── Dataset extract ──
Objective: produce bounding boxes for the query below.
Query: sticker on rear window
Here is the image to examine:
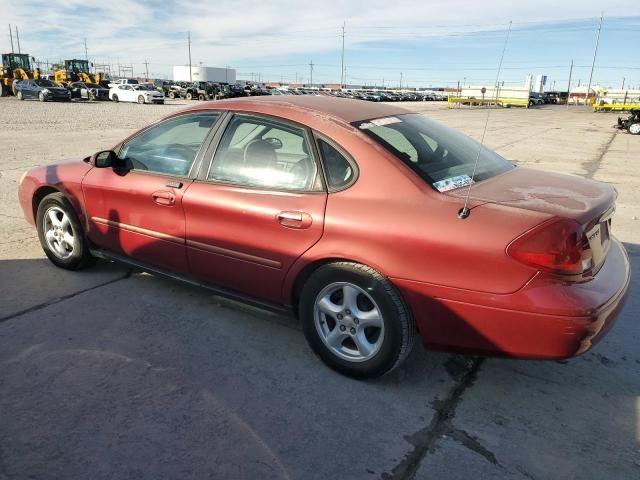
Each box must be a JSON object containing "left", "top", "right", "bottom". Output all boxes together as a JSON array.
[
  {"left": 432, "top": 174, "right": 474, "bottom": 192},
  {"left": 359, "top": 116, "right": 402, "bottom": 129}
]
───
= Try it =
Take the entries shown above and quote them verbatim, passing over the pictures.

= Response for this exercise =
Objective: produce bounding boxes for the query below.
Query: sticker on rear window
Here is the image to examine:
Each box must be a JSON object containing "left", "top", "right", "bottom". Output all boxes together as a JSON array.
[
  {"left": 432, "top": 174, "right": 474, "bottom": 192},
  {"left": 359, "top": 116, "right": 402, "bottom": 129}
]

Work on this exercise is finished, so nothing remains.